_DATASET RECORDS_:

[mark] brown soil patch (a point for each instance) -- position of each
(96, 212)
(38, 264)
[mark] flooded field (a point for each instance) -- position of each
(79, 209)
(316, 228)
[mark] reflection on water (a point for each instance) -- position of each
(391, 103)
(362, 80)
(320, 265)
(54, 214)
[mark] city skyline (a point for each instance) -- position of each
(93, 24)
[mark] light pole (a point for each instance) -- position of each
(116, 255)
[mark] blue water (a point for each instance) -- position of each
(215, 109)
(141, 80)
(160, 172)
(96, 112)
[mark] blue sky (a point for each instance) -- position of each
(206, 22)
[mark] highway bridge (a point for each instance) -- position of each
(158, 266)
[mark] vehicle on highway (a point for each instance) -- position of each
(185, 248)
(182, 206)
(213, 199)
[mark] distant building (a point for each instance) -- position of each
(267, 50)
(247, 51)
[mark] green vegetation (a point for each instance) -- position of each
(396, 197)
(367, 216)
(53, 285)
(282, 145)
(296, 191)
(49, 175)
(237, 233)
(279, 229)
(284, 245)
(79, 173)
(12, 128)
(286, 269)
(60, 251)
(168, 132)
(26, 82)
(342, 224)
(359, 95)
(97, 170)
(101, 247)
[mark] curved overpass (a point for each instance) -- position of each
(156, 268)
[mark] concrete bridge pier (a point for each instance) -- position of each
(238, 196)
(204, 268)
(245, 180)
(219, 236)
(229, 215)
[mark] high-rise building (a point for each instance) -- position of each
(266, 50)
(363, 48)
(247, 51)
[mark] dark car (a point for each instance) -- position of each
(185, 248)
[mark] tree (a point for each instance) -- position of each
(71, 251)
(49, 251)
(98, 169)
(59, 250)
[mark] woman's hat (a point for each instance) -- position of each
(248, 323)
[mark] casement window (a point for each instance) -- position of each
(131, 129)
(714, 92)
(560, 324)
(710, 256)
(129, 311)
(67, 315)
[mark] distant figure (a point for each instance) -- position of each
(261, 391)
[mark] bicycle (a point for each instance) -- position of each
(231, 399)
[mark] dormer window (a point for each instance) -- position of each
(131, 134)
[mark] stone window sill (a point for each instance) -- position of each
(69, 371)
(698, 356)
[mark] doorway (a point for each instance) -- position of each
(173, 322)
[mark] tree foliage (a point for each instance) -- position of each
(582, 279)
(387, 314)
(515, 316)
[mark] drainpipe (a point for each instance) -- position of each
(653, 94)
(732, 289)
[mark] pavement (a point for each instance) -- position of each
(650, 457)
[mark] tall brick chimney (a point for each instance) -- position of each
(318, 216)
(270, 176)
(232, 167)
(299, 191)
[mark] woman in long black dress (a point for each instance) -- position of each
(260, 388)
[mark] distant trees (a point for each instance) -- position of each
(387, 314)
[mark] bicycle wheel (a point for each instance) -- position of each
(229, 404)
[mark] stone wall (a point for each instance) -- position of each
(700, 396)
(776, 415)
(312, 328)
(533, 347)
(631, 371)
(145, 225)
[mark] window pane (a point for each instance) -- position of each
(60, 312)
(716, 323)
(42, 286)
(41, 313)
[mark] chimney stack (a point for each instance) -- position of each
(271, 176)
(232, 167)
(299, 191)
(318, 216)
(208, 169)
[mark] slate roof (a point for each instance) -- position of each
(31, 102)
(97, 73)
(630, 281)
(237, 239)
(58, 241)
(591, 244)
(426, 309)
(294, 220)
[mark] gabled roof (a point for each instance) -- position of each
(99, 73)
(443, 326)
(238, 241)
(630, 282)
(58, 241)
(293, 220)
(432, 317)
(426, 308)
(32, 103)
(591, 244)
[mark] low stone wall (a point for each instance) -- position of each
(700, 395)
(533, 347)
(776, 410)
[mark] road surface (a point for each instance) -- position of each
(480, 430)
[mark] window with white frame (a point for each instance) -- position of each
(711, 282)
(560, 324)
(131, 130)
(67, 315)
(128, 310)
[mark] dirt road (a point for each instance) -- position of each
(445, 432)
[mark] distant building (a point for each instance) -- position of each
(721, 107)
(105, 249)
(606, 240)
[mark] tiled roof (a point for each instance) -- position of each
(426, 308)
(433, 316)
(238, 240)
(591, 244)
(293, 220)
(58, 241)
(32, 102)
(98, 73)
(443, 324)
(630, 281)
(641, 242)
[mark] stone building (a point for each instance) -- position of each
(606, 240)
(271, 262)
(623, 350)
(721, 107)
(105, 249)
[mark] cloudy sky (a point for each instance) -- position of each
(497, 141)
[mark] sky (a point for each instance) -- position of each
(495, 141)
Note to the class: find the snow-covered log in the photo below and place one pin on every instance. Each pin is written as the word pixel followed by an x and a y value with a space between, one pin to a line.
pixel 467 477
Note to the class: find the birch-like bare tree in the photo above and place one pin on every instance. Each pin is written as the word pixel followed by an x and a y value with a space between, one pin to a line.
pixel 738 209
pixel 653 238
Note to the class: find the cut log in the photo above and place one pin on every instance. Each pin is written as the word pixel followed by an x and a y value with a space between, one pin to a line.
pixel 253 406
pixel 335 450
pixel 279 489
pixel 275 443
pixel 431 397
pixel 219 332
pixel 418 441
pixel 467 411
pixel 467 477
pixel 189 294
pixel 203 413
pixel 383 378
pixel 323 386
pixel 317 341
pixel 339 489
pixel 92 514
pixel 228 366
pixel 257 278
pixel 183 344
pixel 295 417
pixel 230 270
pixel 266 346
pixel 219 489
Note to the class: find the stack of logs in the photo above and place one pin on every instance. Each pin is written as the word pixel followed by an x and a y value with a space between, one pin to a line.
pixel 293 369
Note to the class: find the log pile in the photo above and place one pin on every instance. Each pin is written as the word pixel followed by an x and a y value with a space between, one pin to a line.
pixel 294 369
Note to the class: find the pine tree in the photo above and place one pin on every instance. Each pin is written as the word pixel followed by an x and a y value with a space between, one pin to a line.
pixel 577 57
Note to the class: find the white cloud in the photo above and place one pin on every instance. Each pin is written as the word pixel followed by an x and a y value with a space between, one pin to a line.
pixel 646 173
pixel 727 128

_GOAL_: Recopy the entries above exactly, with every line included.

_FINAL RESULT_:
[mark] brown soil patch (a point for each instance) -- position of each
(96, 212)
(38, 264)
[mark] flooded field (a point for each instance) -- position of each
(79, 209)
(316, 228)
[mark] reflection on water (a point for each instance) -- position of each
(391, 103)
(362, 80)
(320, 265)
(54, 214)
[mark] city skyline (a point for each instance) -- position of each
(93, 24)
[mark] light pole (a point for each instance) -- position of each
(116, 255)
[mark] blue water (a point for each instance) -- position of each
(215, 109)
(141, 80)
(160, 172)
(96, 112)
[mark] blue sky (a point for each instance) -- position of each
(206, 22)
[mark] highway bridge (a point for each instance) -- position of each
(158, 266)
[mark] vehicle on highway (a point for each instance) -- position of each
(185, 248)
(182, 206)
(213, 199)
[mark] distant building (a point for each instance) -- position of each
(267, 50)
(247, 51)
[mark] green vegetation (a point for each instance) -- position of each
(396, 197)
(367, 216)
(53, 285)
(282, 145)
(296, 191)
(49, 175)
(237, 233)
(279, 229)
(284, 245)
(79, 173)
(12, 128)
(286, 269)
(60, 251)
(168, 132)
(26, 82)
(342, 224)
(359, 95)
(97, 170)
(101, 247)
[mark] curved overpass (a point for each instance) -- position of each
(156, 268)
[mark] concrete bridge pier (a point for each instance) -- position of each
(238, 196)
(204, 268)
(245, 180)
(219, 236)
(229, 215)
[mark] high-rise building (a point for each instance) -- position of each
(266, 50)
(363, 48)
(247, 51)
[mark] dark car (a point for each instance) -- position of each
(185, 248)
[mark] tree (a point for each instance) -- position of each
(71, 251)
(49, 251)
(98, 169)
(59, 250)
[mark] woman's hat (a point for each instance) -- position of each
(248, 323)
[mark] casement window (a point for each instance) -- position of each
(131, 129)
(714, 92)
(560, 324)
(710, 256)
(129, 311)
(67, 315)
[mark] distant figure (a point for each instance) -- position of each
(261, 391)
[mark] bicycle (a point for each instance) -- position of each
(231, 399)
[mark] dormer window (a point for each instance) -- position of each
(131, 134)
[mark] stone window sill (a point for each instance) -- position of each
(69, 371)
(698, 356)
[mark] doorway (a point for each instance) -- position of each
(173, 322)
[mark] tree foliage (a point for each instance) -- position of each
(582, 279)
(387, 314)
(515, 316)
[mark] drainpipe (a point for each instance) -- position of each
(653, 94)
(732, 289)
[mark] pavement (a point for each instance) -- position of each
(650, 457)
[mark] tall brick chimney (a point for each instance) -- position of each
(318, 216)
(270, 176)
(232, 167)
(299, 191)
[mark] woman in long black dress (a point for each instance) -- position of each
(260, 388)
[mark] distant trees (a point for each instance) -- position of each
(387, 314)
[mark] bicycle wheel (a point for each instance) -- position of each
(229, 404)
[mark] stone wall (a point for each instance) -- position of each
(700, 396)
(776, 415)
(312, 328)
(533, 347)
(631, 371)
(145, 225)
[mark] window pane (a point for each instance) -- position of each
(60, 312)
(716, 323)
(42, 286)
(41, 313)
[mark] chimney stack (a point for each instance) -- position of each
(271, 176)
(232, 167)
(299, 191)
(318, 216)
(208, 169)
[mark] slate roof (a point for each instance) -- position of each
(31, 102)
(97, 73)
(630, 281)
(237, 239)
(58, 241)
(591, 244)
(426, 309)
(294, 220)
[mark] gabled roof (a point for each instance) -- position of each
(99, 73)
(443, 326)
(238, 241)
(630, 282)
(58, 241)
(293, 220)
(432, 317)
(426, 308)
(32, 103)
(591, 244)
[mark] low stone wall (a point for each instance) -- position of each
(700, 395)
(533, 347)
(776, 410)
[mark] road surface (a point for each instance) -- position of each
(480, 430)
[mark] window with white frame (a point for each instance) -- position of each
(711, 282)
(560, 324)
(131, 130)
(67, 315)
(128, 310)
[mark] dirt road (a point for each instance) -- position of each
(445, 432)
[mark] distant building (a point for each instance) -- position of each
(721, 107)
(105, 249)
(606, 240)
[mark] tiled roof (a point for each instance) -- position of each
(426, 308)
(433, 316)
(238, 240)
(591, 244)
(293, 220)
(58, 241)
(32, 102)
(98, 73)
(443, 324)
(630, 281)
(641, 242)
[mark] stone building (a point for each instance) -- position of each
(606, 240)
(271, 262)
(623, 350)
(721, 107)
(105, 249)
[mark] cloudy sky (a point for each instance) -- position of each
(497, 141)
[mark] sky (a point for each instance) -- position of each
(495, 141)
Note to the class: find the snow-covered log in the photo below and place one pin on every instance. Each pin is written as the word pixel followed by an x and a y value with a space between, one pin to a line.
pixel 467 477
Note to the class: find the birch-like bare tree in the photo above and place one pin on every instance. Each pin is written as the word pixel followed by an x and a y value with a space between, one pin to a line.
pixel 738 209
pixel 653 238
Note to the class: find the cut log in the photo above and place one pin on every instance. Each pin is written as the word pixel followed by an x and a y value with a space between, one pin to a line.
pixel 253 406
pixel 335 450
pixel 279 489
pixel 275 443
pixel 431 397
pixel 219 332
pixel 418 441
pixel 467 411
pixel 467 477
pixel 189 294
pixel 203 413
pixel 383 378
pixel 323 386
pixel 317 341
pixel 339 489
pixel 92 514
pixel 228 366
pixel 257 278
pixel 183 344
pixel 295 417
pixel 230 270
pixel 266 346
pixel 219 489
Note to the class: find the stack of logs in the photo above and place one pin on every instance. Each pin is written as the word pixel followed by an x and a y value with a space between, one pin to a line.
pixel 293 369
Note to the class: find the log pile in the photo above and place one pin on every instance. Each pin is written as the word pixel followed by an x and a y value with a space between, one pin to a line.
pixel 294 369
Note to the class: find the pine tree in the photo above and place one pin on every instance. Each pin is written as the word pixel followed by an x and a y value with a space between, one pin to a line.
pixel 577 57
Note to the class: find the white cloud in the photo above and place one pin on every instance. Each pin is written as the word pixel followed by an x and a y value with a space between, one pin to a line.
pixel 646 173
pixel 727 128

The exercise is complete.